▶ [Stated problem] Copy every line of the records below word for word.

▶ [Dataset records]
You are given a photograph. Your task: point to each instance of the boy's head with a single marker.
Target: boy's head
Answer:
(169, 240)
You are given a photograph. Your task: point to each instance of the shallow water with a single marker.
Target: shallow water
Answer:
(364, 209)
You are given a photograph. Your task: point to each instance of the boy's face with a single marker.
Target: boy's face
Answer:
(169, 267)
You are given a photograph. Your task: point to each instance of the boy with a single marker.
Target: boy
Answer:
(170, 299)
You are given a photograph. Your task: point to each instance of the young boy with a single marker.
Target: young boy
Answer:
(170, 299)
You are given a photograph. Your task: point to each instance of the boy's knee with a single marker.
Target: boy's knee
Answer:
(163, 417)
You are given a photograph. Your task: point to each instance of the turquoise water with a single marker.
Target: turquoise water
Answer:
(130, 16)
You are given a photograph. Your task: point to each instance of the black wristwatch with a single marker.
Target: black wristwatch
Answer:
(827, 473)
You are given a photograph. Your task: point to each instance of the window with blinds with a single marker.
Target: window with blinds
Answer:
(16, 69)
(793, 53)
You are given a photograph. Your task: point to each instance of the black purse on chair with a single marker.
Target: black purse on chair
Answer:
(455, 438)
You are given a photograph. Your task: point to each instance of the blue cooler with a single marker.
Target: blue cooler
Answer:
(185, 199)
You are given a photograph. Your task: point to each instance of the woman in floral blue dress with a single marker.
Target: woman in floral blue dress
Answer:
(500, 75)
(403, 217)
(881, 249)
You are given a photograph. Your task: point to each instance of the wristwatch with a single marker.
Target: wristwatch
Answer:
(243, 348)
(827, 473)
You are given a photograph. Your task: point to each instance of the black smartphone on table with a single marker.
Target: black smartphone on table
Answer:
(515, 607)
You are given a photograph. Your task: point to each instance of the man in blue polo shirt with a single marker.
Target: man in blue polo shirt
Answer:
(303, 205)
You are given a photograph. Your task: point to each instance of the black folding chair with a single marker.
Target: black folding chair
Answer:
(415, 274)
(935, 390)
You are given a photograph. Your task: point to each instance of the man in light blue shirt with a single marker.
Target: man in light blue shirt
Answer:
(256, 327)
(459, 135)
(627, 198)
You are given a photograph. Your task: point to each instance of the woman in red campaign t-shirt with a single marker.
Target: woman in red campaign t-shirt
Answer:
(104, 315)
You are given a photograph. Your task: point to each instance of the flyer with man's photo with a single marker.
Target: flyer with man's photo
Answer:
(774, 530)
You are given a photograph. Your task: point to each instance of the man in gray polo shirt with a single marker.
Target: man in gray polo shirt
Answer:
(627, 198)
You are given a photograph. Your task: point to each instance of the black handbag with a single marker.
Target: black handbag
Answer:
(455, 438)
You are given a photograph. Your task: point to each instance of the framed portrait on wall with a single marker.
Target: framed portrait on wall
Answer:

▶ [Response]
You are given a photograph. Your task: point to each instance of the boy's head with a single marker.
Target: boy's head
Answer:
(169, 240)
You are given a photograph. Your task: point to each instance of the shallow water with a single marker.
Target: shallow water
Answer:
(364, 209)
You are given a photograph. Your task: point to each instance of the boy's face with a single marker.
Target: boy's face
Answer:
(169, 267)
You are given a photograph. Your task: point to each instance of the boy with a single marker.
Target: boy
Answer:
(170, 299)
You are given a photograph. Your task: point to each instance of the young boy with a single marker.
Target: young boy
Answer:
(170, 299)
You are given a photograph. Your task: point to each instance of the boy's knee with a single marker.
Target: boy's knee
Answer:
(163, 417)
You are given a photograph. Your task: point to each instance of the turquoise water with a single marker.
Target: turquoise water
Answer:
(130, 16)
You are given a photograph. Your task: point to each instance of the black wristwatch with a single marker.
Target: black wristwatch
Answer:
(827, 473)
You are given a photograph. Your task: point to each instance of the window with blinds with a single marker.
Target: window with blinds
Answer:
(16, 69)
(793, 53)
You are given a photograph. Your task: point to each instance of the black purse on chair with a single marker.
Target: black purse on chair
Answer:
(455, 438)
You are given a photograph. Your task: point to each instance of the blue cooler with a single marker.
Target: blue cooler
Answer:
(185, 199)
You are given a photograph. Your task: point to each instance of the woman in floral blue dress with a single marker.
Target: woman in floral blue dress
Answer:
(500, 75)
(403, 217)
(881, 249)
You are given a photograph. Your task: point to each instance of the wristwatch with a single marker.
Target: wristwatch
Answer:
(243, 348)
(827, 473)
You are given a photograph. Your task: point to each instance of the black smartphone on table with a single marker.
Target: black smartphone on table
Answer:
(515, 607)
You are given a photograph. Your task: point to each instance of the man in blue polo shirt with a single marker.
Target: man in blue polo shirt
Answer:
(303, 205)
You are given a photograph. Your task: point to each instance of the black folding chair with a single marker.
Target: black folding chair
Answer:
(415, 274)
(935, 390)
You are given a photograph. Your task: point to each instance of the man in light blue shirt with a single marker.
Target: man in light blue shirt
Answer:
(256, 327)
(459, 135)
(627, 198)
You are given a photograph. Your task: point to each instance of the woman in red campaign t-shirt with a single marker.
Target: woman in red campaign t-shirt
Answer:
(104, 315)
You are given a photograph. Your task: point to each instance of the flyer with man's photo with a single marker.
Target: flyer with man's photo
Answer:
(774, 530)
You are given a photograph. Your task: point to each instance of the man in gray polo shirt with a single marker.
Target: man in gray polo shirt
Answer:
(627, 198)
You are given a photograph. Your task: point to each instance of the black handbag with a single marker.
Target: black handbag
Answer:
(455, 438)
You are given a photograph. Your task: point to each instance of the framed portrait on wall with a single marker.
Target: framed portrait on wall
Answer:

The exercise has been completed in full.